**What the exercise asks**: Look below for the line with "palm tree trunk.", and from there restate every line word for word until the entries end.

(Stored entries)

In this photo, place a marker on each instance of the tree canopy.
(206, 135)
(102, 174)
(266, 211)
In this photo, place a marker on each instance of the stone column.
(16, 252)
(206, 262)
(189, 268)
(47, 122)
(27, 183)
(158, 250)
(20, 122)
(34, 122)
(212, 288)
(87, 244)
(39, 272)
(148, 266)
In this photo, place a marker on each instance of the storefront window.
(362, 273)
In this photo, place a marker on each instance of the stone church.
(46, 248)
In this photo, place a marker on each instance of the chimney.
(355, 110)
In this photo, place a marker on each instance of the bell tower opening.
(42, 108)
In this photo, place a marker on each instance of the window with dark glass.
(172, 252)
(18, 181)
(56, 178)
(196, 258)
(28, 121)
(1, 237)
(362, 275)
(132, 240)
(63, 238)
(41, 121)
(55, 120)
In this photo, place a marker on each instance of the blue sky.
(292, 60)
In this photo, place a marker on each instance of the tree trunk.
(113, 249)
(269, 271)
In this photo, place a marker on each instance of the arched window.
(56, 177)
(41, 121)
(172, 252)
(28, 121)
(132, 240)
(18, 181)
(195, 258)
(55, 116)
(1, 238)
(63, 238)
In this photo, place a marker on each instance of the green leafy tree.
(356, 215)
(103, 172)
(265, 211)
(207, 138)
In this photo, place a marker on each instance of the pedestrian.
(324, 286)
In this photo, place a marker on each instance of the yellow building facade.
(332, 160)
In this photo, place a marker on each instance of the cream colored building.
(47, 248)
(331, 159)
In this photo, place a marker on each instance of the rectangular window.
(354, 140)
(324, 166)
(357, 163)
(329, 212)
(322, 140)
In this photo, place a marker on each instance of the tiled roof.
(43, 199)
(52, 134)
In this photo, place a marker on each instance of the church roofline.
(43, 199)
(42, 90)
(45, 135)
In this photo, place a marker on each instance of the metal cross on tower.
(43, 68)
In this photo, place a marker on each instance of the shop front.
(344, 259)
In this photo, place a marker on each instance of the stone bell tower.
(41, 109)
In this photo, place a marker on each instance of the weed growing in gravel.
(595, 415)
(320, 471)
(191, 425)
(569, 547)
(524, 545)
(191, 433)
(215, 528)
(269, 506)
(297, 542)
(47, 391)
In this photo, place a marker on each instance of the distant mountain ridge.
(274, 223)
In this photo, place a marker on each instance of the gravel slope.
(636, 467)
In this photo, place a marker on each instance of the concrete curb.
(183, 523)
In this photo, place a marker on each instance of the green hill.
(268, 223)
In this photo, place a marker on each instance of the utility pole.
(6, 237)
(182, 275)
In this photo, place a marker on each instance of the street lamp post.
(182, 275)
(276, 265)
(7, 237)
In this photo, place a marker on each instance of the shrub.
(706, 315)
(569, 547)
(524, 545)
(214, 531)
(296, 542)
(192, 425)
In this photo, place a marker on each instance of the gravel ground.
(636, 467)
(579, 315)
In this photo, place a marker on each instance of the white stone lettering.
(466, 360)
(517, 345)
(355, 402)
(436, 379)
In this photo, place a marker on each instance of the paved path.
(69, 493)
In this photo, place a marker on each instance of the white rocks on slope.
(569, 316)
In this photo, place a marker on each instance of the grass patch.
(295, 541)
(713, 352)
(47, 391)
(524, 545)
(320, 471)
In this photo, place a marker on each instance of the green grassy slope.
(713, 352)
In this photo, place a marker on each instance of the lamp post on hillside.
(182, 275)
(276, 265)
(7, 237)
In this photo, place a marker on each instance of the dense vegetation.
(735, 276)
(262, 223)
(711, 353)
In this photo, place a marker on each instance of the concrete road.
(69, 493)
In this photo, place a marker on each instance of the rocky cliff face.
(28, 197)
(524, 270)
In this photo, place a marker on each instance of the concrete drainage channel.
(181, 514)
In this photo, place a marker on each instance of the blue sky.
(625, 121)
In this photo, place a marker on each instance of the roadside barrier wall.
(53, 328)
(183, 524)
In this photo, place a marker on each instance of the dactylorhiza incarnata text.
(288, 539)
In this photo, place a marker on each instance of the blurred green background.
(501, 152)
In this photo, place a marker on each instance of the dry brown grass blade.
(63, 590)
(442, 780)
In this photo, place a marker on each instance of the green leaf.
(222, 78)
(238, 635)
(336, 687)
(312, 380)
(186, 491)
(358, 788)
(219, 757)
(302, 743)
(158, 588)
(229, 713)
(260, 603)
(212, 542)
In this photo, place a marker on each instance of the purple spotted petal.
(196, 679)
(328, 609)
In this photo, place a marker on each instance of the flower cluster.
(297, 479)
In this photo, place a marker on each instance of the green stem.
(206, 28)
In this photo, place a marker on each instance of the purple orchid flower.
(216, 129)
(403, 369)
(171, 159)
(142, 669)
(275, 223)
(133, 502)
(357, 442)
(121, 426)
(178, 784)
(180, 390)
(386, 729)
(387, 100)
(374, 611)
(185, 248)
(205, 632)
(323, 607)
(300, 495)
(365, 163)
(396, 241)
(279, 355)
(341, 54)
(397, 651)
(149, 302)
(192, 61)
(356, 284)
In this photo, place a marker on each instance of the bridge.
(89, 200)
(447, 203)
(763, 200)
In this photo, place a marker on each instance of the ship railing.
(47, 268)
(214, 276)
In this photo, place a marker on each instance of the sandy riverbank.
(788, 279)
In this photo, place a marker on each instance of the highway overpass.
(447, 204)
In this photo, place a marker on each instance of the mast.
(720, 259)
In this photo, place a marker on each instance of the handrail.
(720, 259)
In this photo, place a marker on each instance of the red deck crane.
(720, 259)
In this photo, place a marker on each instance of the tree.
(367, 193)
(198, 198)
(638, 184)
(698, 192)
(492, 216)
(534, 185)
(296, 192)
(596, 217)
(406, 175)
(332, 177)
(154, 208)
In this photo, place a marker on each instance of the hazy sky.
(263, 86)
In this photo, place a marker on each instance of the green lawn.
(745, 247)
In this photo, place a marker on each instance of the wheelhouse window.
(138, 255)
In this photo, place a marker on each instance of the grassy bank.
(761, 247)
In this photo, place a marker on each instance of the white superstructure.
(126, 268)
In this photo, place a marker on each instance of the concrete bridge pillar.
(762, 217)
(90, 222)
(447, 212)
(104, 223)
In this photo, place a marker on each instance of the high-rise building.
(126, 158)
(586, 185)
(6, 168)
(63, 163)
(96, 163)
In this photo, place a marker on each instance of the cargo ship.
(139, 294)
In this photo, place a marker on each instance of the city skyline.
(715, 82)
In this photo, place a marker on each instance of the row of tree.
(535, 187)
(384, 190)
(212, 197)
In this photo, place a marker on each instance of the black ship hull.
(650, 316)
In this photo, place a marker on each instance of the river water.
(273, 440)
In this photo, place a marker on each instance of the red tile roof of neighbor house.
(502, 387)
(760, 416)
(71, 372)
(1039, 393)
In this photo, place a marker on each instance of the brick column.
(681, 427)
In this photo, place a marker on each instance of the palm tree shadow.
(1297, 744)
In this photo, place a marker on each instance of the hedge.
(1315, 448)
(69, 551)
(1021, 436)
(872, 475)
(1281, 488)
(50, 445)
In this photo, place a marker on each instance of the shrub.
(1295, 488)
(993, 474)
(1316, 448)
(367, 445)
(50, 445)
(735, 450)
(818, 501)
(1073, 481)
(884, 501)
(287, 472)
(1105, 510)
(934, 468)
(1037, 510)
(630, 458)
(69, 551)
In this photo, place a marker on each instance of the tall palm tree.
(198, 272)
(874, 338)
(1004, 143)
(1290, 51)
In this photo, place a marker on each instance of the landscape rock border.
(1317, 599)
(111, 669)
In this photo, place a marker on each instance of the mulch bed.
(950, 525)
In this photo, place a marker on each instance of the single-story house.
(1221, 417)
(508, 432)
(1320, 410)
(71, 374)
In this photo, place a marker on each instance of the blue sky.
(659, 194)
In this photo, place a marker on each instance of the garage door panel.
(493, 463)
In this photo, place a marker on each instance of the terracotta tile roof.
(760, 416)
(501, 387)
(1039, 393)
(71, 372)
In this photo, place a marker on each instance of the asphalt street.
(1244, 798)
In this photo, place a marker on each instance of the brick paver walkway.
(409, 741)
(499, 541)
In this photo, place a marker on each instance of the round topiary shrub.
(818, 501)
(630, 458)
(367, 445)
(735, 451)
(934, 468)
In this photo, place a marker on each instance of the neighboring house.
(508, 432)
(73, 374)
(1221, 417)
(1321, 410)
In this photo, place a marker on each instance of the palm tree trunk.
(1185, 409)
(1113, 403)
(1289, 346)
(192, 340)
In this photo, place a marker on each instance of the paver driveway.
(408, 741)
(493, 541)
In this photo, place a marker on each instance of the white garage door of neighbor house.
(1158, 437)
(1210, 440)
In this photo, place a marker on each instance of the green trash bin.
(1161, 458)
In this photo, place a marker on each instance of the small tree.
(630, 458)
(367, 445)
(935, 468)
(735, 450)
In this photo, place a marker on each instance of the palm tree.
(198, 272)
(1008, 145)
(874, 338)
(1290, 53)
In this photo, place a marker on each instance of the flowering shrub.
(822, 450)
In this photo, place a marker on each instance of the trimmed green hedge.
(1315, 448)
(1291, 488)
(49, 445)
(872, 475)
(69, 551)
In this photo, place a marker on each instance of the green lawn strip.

**Written solution**:
In this photo, place a marker on each instance of the palm tree trunk.
(1185, 409)
(1113, 403)
(1289, 346)
(192, 340)
In this photo, place a marker on each instance of the paver driveway.
(408, 741)
(493, 541)
In this photo, place a marker on each instance of the white garage door of neighbor house.
(1158, 437)
(1210, 440)
In this photo, place a marker on each instance of the green trash bin.
(1161, 458)
In this photo, place a marker on each instance of the small tree.
(630, 458)
(367, 445)
(935, 468)
(735, 450)
In this photo, place a marker on each instance of the palm tree.
(198, 272)
(1008, 145)
(874, 338)
(1290, 53)
In this photo, place a marker on each instance of the flowering shrub.
(822, 450)
In this photo, place a marker on each instance of the trimmed green hedge.
(1315, 448)
(1291, 488)
(49, 445)
(872, 475)
(69, 551)
In this photo, place a marker on each instance of the green lawn strip.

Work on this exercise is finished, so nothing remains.